## start Provided information

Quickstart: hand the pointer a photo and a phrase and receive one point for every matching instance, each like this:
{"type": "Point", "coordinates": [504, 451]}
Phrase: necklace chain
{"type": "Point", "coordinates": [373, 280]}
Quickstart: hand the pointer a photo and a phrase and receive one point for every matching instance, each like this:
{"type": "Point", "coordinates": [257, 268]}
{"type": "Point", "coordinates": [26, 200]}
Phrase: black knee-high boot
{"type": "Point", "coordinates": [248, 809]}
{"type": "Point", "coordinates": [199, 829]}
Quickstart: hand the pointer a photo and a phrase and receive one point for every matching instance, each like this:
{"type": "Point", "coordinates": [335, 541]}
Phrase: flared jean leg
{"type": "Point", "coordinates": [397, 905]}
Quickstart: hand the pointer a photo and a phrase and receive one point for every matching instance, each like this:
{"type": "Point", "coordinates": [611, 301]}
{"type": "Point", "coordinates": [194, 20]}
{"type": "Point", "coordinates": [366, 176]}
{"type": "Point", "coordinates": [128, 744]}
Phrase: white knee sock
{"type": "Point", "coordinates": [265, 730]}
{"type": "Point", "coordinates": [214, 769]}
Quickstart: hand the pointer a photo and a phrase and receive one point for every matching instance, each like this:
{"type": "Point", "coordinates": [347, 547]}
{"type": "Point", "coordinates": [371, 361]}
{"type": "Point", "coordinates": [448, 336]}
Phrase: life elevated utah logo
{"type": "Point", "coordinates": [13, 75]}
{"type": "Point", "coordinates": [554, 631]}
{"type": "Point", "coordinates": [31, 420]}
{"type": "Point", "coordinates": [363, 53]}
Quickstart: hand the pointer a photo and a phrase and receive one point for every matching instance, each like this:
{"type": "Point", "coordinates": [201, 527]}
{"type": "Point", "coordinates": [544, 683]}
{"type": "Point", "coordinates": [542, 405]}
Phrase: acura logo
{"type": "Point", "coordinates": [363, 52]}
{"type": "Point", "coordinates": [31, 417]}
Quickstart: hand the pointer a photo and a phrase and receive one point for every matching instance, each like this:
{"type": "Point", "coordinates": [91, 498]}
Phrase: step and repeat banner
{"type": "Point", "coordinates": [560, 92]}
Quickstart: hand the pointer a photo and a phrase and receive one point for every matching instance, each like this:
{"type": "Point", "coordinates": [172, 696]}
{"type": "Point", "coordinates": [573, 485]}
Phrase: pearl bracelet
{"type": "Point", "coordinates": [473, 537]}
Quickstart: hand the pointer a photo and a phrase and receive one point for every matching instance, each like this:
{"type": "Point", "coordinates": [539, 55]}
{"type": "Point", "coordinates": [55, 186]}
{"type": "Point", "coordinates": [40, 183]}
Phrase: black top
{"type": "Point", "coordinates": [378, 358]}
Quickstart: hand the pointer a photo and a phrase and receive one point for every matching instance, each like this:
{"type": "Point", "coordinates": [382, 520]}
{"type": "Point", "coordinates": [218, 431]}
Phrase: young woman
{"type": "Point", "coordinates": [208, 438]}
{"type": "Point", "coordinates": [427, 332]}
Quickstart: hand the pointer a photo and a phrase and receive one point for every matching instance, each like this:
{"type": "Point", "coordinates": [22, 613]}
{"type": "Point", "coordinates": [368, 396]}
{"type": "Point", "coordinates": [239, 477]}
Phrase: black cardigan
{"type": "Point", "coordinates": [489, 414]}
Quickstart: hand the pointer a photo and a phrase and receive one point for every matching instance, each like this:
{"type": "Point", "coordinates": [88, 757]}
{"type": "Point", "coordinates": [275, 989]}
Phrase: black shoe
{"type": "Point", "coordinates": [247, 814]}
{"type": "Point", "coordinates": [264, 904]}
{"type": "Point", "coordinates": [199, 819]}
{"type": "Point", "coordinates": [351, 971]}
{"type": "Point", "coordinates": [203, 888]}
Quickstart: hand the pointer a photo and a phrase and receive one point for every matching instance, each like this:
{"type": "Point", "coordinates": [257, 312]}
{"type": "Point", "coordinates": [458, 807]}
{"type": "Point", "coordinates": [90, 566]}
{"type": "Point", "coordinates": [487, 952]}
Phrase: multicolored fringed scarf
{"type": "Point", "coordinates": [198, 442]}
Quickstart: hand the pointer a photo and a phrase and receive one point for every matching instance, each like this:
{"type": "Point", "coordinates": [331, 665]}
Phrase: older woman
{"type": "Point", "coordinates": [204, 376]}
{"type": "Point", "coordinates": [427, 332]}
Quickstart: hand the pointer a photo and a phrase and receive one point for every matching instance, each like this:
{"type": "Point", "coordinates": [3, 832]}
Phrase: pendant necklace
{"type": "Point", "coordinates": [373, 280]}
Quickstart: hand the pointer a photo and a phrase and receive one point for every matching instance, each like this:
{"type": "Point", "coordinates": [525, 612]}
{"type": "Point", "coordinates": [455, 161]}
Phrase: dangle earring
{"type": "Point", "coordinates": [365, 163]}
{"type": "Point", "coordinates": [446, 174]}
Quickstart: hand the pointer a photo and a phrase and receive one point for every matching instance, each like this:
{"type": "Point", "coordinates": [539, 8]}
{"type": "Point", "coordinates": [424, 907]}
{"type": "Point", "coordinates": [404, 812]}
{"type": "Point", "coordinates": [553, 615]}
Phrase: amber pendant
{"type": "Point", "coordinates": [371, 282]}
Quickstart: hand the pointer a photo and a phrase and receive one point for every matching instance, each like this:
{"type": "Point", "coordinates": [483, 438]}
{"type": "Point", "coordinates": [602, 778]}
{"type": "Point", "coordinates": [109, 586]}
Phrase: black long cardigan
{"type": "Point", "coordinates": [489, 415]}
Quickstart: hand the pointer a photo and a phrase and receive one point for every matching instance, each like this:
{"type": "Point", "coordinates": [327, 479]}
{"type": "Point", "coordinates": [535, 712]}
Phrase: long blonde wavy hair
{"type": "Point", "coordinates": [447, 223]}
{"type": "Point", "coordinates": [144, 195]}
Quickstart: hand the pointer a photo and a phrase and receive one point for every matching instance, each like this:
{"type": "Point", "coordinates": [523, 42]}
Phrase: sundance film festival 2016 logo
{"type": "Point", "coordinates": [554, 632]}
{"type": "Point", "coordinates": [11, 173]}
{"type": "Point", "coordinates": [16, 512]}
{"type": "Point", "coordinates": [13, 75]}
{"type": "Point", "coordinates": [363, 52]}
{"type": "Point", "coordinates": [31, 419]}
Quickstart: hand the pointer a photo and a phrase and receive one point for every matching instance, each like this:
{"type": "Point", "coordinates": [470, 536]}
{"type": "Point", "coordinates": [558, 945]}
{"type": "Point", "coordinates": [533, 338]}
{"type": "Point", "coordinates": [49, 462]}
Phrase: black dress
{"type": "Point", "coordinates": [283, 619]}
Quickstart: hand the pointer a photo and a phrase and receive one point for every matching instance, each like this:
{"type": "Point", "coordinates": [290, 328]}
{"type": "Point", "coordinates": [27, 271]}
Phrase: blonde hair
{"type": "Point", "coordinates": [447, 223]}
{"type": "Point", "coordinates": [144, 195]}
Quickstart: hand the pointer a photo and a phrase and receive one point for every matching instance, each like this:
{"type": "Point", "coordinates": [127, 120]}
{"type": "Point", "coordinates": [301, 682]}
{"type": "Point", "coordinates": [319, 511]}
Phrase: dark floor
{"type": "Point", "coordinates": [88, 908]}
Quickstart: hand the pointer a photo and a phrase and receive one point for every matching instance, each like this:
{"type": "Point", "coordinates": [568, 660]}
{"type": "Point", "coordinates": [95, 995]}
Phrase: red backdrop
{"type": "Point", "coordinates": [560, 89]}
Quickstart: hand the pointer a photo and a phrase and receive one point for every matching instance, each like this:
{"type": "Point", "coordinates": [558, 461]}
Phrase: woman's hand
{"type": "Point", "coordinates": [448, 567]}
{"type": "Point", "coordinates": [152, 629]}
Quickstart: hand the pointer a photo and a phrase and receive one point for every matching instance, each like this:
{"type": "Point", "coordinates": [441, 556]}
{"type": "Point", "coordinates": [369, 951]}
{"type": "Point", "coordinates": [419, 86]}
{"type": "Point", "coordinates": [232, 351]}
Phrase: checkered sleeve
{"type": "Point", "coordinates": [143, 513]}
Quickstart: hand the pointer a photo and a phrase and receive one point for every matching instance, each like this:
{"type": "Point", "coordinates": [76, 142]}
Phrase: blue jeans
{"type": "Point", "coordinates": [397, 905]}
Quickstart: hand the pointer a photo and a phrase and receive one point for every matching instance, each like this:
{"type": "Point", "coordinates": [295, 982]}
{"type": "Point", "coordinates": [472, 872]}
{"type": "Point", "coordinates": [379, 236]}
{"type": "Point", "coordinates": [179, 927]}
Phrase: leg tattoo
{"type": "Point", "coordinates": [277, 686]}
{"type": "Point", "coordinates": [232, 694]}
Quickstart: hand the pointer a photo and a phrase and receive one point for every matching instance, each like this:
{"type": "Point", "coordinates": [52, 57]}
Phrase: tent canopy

## end Provided information

## What is expected
Identify every line in the rows above that contains the word "cardigan", and copy each of those lines.

## Result for this task
Phrase: black cardigan
Phrase: black long cardigan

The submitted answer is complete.